> Data excerpts:
*** Begin section ***

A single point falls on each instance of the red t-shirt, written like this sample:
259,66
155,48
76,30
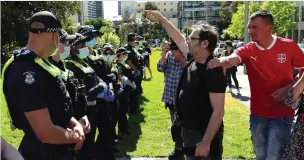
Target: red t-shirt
269,70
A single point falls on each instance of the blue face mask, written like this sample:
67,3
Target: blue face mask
92,42
83,52
65,54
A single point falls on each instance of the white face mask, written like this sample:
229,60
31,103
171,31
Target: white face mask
65,54
83,52
105,57
111,58
56,49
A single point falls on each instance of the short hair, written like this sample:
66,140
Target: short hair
209,33
265,15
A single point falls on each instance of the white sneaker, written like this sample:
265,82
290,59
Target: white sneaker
238,91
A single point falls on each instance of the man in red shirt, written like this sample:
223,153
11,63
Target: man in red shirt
269,61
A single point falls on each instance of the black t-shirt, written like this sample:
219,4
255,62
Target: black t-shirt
29,87
193,94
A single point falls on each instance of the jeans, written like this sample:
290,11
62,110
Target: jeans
178,144
191,138
269,136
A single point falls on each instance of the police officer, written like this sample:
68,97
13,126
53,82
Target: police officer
102,69
37,99
133,62
95,88
75,89
127,78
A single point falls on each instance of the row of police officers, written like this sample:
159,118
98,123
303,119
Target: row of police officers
60,90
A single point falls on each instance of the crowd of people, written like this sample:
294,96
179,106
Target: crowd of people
60,89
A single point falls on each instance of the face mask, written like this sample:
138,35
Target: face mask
125,58
111,58
56,49
92,42
106,57
65,54
83,52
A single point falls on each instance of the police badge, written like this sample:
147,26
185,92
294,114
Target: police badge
29,78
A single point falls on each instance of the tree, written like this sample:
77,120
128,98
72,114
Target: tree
282,17
108,27
151,30
228,8
97,23
127,26
14,30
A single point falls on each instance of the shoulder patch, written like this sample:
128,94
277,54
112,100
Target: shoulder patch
29,77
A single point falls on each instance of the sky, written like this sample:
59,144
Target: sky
110,9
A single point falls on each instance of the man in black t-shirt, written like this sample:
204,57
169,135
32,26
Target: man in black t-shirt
200,92
133,62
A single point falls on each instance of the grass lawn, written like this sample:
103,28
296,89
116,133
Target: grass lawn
150,135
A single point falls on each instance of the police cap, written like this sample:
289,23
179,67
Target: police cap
50,22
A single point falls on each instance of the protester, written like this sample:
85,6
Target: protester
269,62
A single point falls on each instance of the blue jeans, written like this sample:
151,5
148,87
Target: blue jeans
269,136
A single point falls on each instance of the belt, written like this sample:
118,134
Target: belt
91,103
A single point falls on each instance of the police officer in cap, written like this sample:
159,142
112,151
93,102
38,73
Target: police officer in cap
95,89
75,89
103,70
133,62
37,99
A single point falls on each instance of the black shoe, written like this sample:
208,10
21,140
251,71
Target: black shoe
176,155
114,149
117,137
125,133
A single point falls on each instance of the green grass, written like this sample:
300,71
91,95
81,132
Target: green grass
150,135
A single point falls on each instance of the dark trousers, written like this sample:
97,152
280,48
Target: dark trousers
123,109
134,96
32,149
103,146
113,108
233,75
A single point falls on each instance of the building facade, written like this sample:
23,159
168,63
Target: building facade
191,12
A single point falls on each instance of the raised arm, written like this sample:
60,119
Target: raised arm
172,31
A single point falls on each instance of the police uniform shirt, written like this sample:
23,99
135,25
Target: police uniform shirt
75,89
28,87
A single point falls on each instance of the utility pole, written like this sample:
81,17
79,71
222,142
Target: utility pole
246,37
299,23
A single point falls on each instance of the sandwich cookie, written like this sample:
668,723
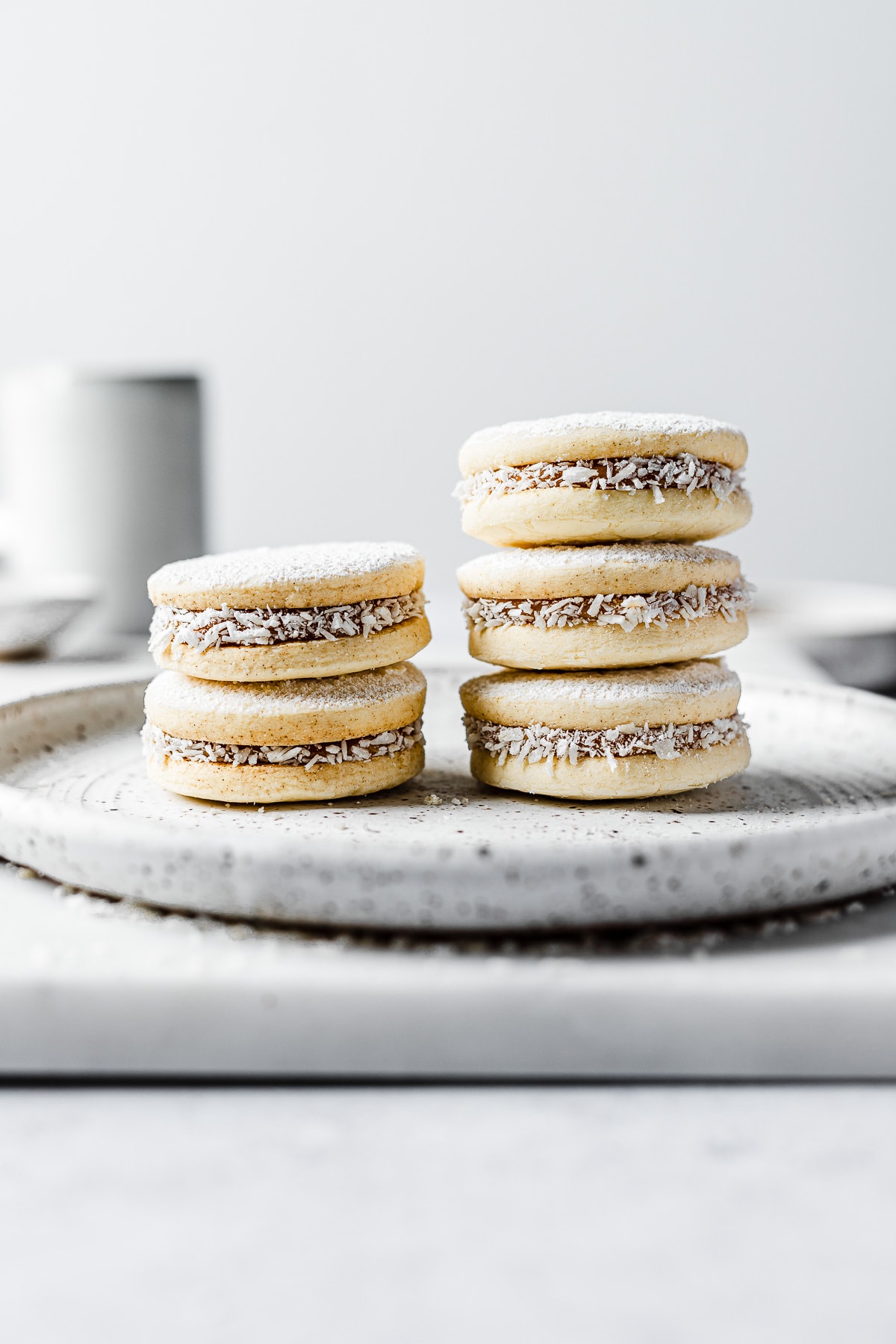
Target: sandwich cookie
603,477
289,612
285,741
603,606
629,734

*** End section ***

> Activity:
Give the listing again exactly, minus its images.

> Finished exercise:
A single point falls on each instance of the red t-shirt, written like this sample:
259,66
155,48
76,30
Target: red t-shirt
269,70
A single point falls on each instance of the blue face mask, written like this sample:
67,3
Target: blue face mask
92,42
83,52
65,54
A single point falls on each instance of the white face mask, written like this sample:
229,60
31,103
171,31
Target: white face mask
65,54
83,52
105,57
111,58
56,49
A single point falls on each instance of the short hair, written like this sample:
66,140
Target: short hair
209,33
265,15
A single point falls on each instance of the white sneaker, written like this sample:
265,82
290,59
Target: white sneaker
238,91
A single point falls on each instance of the man in red shirt, written like this sample:
223,153
11,63
Target: man in red shirt
269,61
A single point falls on each instance of the black t-shirt, written like this sample:
219,4
255,62
Target: black t-shirt
29,87
193,94
A single point falls on each instance of the jeans, written like this sample:
290,11
62,110
Target: jeans
178,144
191,138
269,136
A single point falls on each instance of the police officer, written like this sample:
68,97
13,126
53,82
Target: police officer
102,69
37,99
133,62
95,88
75,89
127,78
A single point falls on each instance of the row of police officers, written like this sample:
159,118
98,123
303,119
Target: row of police officers
60,90
A single point falls on each instance of the crowd of people, written like this sample:
294,96
179,106
Target: crowd of people
60,89
A single point falls on each instance of the face mask, written like this sample:
138,35
Target: face mask
125,58
111,58
56,49
92,42
106,57
65,54
83,52
A single point falls on each instance of the police badge, written like this sample:
147,26
185,92
294,114
Target: police badge
29,78
A single point falls on each instance of the tree, written like this sample:
77,120
128,98
72,114
Target: tree
282,17
108,27
151,30
228,8
97,23
127,26
14,30
A single point falls on each instance of the shoulder patch, written like this sample:
128,94
277,54
112,100
Target: shoulder patch
29,77
A single point falls on each instance of the sky, written like this sample:
59,144
Target: sky
110,9
A single point falls on each instance of the man in black t-shirt, written like this sample:
204,57
169,135
32,26
Target: man in black t-shirt
200,92
133,62
A single point falls on each instance of the grass lawn, written like this sample:
103,28
296,89
116,133
Target: grass lawn
150,135
A single point falls on each instance of the police cap, written like this sample:
289,23
179,67
Target: police cap
50,22
A single point falls on each instance of the protester, written like this sample:
85,6
Target: protester
269,62
A single point falls on each instance of the blue jeans, written like this sample:
151,5
148,87
Target: blue jeans
269,136
A single point falls on each instance of the belt, written like this sample:
118,134
Target: belt
91,103
A single point falls on each instance of the police officer in cap, written like this sample:
159,142
112,151
93,102
38,73
Target: police officer in cap
95,89
75,89
103,70
133,62
37,99
A single point falls on each instance of the black shoe, written like this sample:
208,10
21,140
251,71
Target: black shoe
176,155
114,149
117,137
125,133
A single point falls on each instance of the green grass, written like this sample:
300,71
91,95
81,132
Target: green grass
150,135
A single point falls on each instance of the dark trousers, written like this sample:
97,152
280,48
Target: dark trousers
123,109
134,96
32,149
103,146
113,108
233,75
A single point falls on each instance of the building facade, written like this sample:
23,159
168,63
Target: building facade
191,12
A single point falls on each instance of the raised arm, written like this sample:
60,119
Target: raised arm
172,31
A single point falls on each instance of the police uniform shirt, written like this sample:
23,99
135,25
Target: police uniform shirt
75,89
28,87
A single point falls on each instance of the utility pole, written like this sample:
81,17
79,71
222,142
Target: utility pole
246,37
299,23
A single point falls on each instance of the sandwich cookie, written like this sample:
668,723
Target: sandwich cookie
603,477
289,612
285,741
603,606
629,734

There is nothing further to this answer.